Description of the task — Pick out every line in the data below that contains the word "wheel", and copy each one.

[Data on where objects are located]
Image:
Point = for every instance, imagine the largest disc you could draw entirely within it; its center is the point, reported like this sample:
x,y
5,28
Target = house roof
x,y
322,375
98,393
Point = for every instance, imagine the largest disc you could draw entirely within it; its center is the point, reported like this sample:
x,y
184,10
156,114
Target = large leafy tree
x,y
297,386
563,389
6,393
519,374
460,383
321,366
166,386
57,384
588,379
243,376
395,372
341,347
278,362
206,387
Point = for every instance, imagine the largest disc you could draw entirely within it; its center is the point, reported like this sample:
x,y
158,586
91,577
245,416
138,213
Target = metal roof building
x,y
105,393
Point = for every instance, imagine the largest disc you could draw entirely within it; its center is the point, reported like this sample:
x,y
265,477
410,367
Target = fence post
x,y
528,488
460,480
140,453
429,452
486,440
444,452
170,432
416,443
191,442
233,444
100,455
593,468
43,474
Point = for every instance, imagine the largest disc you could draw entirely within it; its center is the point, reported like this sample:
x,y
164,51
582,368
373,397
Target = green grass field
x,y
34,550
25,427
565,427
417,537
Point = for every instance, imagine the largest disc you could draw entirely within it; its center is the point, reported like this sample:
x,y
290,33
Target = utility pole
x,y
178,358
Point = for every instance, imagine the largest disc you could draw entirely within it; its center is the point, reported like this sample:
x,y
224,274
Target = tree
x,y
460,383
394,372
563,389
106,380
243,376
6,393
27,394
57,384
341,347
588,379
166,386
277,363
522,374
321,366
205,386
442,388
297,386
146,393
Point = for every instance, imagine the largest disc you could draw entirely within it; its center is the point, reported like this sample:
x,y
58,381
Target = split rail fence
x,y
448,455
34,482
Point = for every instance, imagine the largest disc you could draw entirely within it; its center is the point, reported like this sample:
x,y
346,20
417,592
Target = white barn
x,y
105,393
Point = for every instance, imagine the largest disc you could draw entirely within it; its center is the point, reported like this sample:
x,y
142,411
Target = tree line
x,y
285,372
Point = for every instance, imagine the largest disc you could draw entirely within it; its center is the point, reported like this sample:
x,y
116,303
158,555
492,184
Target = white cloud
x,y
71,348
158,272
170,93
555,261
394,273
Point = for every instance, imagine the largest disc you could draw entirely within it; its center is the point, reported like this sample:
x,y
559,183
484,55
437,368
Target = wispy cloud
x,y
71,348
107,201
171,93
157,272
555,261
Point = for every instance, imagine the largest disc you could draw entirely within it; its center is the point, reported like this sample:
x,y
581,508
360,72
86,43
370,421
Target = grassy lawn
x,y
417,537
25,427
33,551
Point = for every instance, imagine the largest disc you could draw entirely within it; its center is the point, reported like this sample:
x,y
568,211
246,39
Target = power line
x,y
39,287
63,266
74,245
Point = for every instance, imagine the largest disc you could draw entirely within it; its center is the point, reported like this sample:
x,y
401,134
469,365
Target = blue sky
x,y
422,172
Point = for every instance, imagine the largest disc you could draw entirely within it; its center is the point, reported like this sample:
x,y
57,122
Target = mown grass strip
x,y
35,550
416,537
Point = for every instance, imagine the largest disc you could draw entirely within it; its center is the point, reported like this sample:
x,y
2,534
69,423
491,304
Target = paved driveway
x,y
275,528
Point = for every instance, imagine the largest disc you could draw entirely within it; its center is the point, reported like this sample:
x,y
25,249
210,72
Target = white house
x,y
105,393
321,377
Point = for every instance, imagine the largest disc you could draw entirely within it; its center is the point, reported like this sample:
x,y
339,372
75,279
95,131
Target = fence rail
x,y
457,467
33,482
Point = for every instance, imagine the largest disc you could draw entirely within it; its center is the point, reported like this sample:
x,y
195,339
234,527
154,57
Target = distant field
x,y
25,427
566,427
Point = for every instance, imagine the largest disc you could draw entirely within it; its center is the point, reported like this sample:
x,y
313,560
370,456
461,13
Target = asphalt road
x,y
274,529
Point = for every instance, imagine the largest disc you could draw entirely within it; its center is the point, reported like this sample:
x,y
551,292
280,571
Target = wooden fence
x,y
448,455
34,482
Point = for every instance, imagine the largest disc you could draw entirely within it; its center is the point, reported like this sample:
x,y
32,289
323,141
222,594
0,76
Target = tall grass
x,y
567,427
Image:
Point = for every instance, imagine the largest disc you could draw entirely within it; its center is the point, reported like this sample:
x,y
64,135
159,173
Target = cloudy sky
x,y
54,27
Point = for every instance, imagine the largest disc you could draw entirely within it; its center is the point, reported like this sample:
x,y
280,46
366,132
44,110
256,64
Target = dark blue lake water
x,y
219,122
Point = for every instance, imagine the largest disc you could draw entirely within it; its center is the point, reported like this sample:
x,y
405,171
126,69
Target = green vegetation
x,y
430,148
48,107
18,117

...

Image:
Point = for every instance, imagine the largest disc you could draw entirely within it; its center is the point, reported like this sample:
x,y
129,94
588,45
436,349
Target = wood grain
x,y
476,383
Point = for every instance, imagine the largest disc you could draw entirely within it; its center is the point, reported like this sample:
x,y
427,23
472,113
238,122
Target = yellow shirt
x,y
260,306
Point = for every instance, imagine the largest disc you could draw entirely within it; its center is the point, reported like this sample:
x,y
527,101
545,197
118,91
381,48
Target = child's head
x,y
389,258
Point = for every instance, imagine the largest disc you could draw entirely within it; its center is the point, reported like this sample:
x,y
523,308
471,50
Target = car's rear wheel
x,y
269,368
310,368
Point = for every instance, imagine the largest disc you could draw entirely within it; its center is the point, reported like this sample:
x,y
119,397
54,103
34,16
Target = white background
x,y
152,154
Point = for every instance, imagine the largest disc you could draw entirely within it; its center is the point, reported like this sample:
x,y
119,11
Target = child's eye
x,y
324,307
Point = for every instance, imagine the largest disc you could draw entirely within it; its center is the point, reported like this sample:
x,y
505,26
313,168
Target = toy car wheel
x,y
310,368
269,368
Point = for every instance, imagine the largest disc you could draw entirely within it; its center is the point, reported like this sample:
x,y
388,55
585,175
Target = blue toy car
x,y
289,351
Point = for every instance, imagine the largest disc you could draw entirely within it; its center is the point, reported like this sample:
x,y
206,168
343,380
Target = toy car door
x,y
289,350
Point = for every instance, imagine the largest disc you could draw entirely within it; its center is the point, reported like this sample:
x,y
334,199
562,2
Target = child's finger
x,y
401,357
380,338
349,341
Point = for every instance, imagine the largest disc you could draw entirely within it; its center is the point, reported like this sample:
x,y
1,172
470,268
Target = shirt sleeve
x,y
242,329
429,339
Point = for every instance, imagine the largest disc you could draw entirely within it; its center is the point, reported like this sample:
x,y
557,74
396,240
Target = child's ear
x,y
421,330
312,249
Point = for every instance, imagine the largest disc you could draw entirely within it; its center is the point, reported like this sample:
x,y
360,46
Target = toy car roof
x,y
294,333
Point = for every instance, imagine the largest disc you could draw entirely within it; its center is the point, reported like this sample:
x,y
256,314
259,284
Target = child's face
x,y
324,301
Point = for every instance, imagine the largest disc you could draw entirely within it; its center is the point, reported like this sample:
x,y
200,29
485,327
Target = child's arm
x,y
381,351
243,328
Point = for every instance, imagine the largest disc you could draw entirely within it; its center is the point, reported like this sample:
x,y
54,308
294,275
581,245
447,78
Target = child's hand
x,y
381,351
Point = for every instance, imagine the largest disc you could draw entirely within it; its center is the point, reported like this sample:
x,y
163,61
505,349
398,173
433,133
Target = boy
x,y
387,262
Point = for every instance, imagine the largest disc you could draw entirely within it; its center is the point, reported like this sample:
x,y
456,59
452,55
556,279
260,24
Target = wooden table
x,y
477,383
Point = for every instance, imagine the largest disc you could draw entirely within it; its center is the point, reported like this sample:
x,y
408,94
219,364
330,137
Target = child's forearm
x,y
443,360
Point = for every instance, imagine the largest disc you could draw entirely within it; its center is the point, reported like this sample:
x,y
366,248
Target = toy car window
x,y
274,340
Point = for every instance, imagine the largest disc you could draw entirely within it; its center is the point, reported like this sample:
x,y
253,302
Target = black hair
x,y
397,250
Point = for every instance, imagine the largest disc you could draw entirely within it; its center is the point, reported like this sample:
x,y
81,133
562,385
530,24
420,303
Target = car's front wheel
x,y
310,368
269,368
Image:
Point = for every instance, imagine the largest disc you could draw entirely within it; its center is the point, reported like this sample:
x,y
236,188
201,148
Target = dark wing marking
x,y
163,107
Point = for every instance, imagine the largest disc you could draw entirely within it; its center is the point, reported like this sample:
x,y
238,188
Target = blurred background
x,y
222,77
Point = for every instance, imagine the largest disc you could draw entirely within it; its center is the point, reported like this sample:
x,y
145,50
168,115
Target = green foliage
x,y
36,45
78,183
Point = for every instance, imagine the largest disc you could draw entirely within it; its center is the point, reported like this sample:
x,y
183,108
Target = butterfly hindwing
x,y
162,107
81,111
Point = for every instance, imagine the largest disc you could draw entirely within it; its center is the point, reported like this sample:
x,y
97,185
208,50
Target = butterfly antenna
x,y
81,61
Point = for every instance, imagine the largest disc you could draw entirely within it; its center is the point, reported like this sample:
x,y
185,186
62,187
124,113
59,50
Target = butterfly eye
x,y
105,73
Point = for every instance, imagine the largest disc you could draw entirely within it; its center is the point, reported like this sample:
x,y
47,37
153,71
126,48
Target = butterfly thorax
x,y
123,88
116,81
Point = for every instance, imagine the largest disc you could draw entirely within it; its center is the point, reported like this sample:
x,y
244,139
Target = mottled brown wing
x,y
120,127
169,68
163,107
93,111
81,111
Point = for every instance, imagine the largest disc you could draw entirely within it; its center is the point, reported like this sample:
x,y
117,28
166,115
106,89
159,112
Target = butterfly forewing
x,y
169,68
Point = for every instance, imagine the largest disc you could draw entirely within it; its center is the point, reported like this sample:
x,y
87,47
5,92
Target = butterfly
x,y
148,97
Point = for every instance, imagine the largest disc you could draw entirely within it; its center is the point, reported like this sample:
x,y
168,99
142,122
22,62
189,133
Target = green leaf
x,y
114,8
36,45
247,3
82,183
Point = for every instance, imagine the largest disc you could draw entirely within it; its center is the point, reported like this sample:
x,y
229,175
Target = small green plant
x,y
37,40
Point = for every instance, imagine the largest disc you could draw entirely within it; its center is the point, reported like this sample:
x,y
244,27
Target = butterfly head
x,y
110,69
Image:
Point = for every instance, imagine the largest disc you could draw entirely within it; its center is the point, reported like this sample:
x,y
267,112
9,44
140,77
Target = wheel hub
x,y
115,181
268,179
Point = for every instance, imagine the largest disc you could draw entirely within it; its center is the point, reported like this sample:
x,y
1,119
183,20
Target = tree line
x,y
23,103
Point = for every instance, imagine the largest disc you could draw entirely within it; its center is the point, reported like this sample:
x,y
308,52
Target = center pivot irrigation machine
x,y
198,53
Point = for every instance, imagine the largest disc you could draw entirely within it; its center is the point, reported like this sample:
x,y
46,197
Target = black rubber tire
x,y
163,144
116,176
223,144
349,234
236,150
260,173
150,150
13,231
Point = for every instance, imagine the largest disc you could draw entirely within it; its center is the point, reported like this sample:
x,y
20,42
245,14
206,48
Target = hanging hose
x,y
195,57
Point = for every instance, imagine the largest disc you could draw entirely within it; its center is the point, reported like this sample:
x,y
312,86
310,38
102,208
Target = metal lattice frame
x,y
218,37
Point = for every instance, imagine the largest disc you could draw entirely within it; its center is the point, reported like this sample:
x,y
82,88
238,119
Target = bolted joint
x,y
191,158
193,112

Result for this task —
Target = car's rear wheel
Target = toy car wheel
Target = car's front wheel
Target = wheel hub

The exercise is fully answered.